## The problem
Pull out each line of the listing below that contains the string "person". Matching is case-sensitive.

## Entries supplied
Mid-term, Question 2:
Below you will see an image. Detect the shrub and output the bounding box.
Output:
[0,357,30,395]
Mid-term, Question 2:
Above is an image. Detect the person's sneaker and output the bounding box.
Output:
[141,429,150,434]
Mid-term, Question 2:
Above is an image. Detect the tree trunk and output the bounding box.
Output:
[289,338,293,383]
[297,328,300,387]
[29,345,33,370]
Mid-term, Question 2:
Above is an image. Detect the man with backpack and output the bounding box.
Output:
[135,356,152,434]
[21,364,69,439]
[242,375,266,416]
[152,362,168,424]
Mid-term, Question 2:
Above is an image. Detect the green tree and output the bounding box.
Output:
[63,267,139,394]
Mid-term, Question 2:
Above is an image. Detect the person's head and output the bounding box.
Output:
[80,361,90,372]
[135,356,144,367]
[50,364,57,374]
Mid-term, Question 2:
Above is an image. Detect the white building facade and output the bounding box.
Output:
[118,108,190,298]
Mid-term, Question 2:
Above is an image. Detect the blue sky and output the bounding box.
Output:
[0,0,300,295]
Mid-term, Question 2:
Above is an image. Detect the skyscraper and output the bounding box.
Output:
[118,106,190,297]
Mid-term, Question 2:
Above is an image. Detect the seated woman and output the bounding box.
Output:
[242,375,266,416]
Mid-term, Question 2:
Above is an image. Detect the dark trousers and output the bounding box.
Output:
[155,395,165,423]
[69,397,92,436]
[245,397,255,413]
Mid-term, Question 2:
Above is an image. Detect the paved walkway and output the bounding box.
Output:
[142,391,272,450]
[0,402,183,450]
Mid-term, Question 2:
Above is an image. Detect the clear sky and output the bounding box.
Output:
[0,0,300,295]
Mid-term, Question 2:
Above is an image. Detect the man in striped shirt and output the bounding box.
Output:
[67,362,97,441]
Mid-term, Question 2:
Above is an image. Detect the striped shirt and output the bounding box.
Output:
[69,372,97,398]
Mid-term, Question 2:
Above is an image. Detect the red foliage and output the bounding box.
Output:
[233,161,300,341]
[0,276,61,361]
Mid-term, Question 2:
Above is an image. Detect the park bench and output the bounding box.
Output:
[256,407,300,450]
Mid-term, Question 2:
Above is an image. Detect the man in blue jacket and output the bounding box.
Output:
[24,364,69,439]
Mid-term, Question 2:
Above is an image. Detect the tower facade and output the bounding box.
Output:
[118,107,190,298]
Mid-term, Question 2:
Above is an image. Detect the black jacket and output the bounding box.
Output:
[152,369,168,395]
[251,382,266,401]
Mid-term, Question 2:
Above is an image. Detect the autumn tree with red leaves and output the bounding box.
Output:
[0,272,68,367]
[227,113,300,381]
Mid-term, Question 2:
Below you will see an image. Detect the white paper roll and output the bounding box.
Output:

...

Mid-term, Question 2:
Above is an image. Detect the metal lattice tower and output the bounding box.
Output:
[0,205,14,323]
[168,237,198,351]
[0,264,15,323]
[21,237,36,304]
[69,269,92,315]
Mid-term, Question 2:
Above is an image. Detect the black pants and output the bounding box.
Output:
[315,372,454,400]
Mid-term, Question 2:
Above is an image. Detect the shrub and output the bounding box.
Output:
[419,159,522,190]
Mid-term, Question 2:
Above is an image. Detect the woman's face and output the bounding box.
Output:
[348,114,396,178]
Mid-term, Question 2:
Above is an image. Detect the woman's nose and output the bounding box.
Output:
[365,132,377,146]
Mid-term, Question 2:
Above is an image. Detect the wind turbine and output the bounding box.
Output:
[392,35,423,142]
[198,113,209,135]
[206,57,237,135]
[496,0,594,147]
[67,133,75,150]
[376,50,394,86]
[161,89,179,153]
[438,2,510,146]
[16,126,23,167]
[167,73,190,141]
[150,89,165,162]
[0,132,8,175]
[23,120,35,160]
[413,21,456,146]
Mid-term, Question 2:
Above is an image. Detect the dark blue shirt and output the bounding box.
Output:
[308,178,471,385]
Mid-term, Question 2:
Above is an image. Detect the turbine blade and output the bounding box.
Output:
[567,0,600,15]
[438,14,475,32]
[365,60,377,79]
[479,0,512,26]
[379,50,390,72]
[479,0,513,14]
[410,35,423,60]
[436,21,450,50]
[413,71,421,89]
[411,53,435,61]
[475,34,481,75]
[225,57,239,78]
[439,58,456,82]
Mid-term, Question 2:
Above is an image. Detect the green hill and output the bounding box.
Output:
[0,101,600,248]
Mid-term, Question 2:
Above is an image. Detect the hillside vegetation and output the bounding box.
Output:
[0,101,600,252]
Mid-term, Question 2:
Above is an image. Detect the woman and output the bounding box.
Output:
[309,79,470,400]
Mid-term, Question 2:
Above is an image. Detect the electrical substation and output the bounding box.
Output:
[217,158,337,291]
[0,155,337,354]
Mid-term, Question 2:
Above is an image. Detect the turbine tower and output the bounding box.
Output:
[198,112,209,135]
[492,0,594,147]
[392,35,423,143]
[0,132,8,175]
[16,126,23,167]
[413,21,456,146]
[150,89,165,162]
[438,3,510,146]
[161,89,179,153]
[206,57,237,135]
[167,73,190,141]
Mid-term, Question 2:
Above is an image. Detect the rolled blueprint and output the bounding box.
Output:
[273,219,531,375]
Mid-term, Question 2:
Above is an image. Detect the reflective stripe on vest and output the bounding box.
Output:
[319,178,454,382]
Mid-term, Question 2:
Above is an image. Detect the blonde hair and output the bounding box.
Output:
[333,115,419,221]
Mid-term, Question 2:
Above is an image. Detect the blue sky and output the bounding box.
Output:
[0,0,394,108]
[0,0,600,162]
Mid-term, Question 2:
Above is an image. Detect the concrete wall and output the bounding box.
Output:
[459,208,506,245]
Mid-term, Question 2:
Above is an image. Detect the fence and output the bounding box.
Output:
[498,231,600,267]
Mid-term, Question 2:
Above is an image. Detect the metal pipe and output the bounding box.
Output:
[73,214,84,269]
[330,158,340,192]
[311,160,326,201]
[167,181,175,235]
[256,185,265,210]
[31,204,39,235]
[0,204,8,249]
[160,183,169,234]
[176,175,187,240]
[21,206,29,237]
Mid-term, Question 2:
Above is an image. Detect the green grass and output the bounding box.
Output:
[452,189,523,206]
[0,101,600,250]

## Final result
Above is an image. Detect the person's sneaker and output the bounding box.
Above is an image. Detect the person's head and output the bounding box.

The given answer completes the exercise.